**** TEXT SEGMENT

Dec. 20, 2017 — Jian Peng, NCSA Faculty Fellow and Assistant Professor in the Department of Computer Science at Illinois and graduate student, Yang Liu, Department of Computer Science, have discovered a major breakthrough in protein structure predictions using deep learning data processed by NCSA’s Blue Waters supercomputer published in Cell Systems journal.
Peng’s research proposes to largely explore a more accurate function for evaluating predicted protein structures through his development of the deep learning tool, DeepContact. DeepContact automatically leverages local information and multiple features to discover patterns in contact map space and embeds this knowledge within the neural network. Furthermore, in subsequent prediction of new proteins, DeepContact uses what it has learned about structure and contact map space to impute missing contacts and remove spurious predictions, leading to significantly more accurate inference of residue-residue contacts.
Essentially, this tool converts hard-to-interpret coupling scores into probabilities, moving the field toward a consistent process to assess contact prediction across diverse proteins.
Applying the existing protein structure prediction algorithms and sampling techniques generates a massive dataset that is then processed and scaled up by the Blue Waters supercomputer. Based on this dataset, Peng hopes to develop a new structure motif-based deep neural network to assess the structural quality of predictions and to strengthen existing structure prediction algorithms.

********
**** EXTRACTED DATA

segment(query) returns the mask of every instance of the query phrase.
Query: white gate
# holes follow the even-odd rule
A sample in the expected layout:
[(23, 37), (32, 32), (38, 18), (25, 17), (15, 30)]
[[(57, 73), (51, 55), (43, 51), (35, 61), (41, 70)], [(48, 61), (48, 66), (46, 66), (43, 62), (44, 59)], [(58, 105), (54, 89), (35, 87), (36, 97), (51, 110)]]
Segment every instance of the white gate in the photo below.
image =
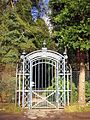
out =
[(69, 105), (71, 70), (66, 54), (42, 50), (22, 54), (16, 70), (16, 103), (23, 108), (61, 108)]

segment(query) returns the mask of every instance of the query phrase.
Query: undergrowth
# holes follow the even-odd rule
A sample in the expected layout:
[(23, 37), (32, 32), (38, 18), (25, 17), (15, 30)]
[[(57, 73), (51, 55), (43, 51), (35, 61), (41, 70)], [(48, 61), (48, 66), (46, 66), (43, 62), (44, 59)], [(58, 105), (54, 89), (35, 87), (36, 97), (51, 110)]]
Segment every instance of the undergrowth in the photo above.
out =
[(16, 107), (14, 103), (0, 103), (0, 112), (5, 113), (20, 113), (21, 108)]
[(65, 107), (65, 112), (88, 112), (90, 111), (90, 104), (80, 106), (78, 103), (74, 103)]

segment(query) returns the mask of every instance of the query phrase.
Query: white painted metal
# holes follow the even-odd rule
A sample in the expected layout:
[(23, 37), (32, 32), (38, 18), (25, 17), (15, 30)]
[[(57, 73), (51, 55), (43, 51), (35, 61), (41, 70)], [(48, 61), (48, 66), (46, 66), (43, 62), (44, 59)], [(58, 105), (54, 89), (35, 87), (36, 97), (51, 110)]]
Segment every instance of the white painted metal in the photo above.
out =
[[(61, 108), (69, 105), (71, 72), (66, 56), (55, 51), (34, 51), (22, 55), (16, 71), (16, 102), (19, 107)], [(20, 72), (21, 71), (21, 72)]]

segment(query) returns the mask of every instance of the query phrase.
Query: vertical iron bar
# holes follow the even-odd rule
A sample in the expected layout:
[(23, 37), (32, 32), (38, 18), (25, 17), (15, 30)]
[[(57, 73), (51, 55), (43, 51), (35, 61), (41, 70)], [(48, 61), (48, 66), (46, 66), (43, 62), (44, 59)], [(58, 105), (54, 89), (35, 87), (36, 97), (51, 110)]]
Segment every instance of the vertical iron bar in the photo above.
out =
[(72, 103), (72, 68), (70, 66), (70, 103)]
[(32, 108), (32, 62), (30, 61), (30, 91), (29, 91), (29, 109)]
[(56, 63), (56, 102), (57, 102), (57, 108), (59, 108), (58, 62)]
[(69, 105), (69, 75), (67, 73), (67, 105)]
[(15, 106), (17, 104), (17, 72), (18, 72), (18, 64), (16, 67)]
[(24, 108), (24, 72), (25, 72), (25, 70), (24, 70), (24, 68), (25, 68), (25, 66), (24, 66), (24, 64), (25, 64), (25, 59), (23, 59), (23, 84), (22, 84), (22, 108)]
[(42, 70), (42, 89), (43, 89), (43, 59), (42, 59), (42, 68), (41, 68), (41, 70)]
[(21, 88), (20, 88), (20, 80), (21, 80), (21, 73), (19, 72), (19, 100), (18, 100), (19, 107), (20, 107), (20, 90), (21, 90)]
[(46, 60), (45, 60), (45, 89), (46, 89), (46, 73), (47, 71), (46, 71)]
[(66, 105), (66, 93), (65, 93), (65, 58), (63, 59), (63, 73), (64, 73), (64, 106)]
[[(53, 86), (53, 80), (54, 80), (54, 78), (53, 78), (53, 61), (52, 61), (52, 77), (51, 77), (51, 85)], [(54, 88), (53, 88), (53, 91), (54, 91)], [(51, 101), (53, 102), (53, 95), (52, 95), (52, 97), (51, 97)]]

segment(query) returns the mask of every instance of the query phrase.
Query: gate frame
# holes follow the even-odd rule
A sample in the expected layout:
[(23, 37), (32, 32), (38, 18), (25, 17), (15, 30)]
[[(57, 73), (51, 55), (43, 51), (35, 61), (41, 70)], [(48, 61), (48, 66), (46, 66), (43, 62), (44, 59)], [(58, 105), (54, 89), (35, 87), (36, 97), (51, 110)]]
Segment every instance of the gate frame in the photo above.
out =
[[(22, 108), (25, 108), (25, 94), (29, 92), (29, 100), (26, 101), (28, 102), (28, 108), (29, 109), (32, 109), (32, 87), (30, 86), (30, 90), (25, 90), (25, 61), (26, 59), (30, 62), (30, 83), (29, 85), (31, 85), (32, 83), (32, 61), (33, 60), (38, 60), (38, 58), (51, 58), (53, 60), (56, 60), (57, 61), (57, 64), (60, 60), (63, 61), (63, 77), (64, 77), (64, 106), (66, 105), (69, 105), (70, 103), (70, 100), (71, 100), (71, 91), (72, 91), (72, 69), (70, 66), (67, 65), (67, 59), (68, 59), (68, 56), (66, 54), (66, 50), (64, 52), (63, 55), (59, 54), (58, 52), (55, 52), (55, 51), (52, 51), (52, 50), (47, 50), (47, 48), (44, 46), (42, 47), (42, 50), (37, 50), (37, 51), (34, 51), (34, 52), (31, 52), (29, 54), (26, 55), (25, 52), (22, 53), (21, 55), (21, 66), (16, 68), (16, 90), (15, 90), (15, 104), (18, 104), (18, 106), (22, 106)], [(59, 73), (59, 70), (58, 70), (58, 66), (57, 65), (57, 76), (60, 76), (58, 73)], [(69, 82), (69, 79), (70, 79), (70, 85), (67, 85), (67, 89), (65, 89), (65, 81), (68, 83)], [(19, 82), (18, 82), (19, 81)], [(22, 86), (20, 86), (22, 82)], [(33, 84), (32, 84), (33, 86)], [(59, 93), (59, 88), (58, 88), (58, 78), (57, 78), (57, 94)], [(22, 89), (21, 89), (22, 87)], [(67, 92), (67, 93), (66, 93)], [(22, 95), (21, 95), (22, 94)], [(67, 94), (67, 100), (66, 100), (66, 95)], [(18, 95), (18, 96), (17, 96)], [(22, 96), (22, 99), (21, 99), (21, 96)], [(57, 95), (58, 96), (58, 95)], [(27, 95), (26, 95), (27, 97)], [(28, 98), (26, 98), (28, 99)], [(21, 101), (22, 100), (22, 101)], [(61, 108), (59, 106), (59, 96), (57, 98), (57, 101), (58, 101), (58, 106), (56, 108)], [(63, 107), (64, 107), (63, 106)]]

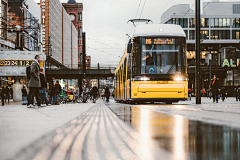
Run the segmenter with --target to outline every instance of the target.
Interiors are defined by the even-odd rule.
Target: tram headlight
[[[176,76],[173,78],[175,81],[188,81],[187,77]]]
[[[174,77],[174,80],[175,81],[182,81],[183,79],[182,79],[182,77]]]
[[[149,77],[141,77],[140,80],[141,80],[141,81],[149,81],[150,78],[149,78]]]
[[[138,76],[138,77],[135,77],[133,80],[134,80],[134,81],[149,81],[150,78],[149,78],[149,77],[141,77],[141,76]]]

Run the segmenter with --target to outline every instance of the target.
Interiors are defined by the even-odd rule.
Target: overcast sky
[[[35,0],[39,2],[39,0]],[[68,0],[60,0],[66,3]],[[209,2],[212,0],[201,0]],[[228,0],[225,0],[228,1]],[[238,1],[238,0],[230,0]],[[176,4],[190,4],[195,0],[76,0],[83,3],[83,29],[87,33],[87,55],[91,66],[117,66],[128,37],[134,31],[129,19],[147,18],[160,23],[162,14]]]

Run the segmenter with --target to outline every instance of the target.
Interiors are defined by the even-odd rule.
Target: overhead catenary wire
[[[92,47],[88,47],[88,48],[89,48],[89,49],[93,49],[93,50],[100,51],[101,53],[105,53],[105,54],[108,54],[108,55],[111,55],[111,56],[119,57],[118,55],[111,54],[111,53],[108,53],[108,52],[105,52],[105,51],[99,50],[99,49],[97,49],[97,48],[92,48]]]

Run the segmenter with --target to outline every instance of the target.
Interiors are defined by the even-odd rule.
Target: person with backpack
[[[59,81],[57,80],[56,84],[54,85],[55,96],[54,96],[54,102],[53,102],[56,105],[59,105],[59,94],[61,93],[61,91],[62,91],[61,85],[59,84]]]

********

[THINGS TO DO]
**A.** Copy the protein structure text starting at "Applying the existing" and ending at "structure prediction algorithms.", changing "dataset" to "data set".
**B.** In the protein structure text, recast the paragraph beginning "Peng’s research proposes" as a bulleted list that keeps its main facts.

[SOLUTION LIST]
**A.**
Applying the existing protein structure prediction algorithms and sampling techniques generates a massive data set that is then processed and scaled up by the Blue Waters supercomputer. Based on this data set, Peng hopes to develop a new structure motif-based deep neural network to assess the structural quality of predictions and to strengthen existing structure prediction algorithms.

**B.**
- Peng's research seeks a more accurate function for evaluating predicted protein structures by developing the deep learning tool DeepContact.
- DeepContact automatically uses local information and multiple features to discover patterns in contact map space and embeds this knowledge within the neural network.
- When predicting new proteins, DeepContact applies what it has learned to impute missing contacts and remove spurious predictions.
- The result is significantly more accurate inference of residue-residue contacts.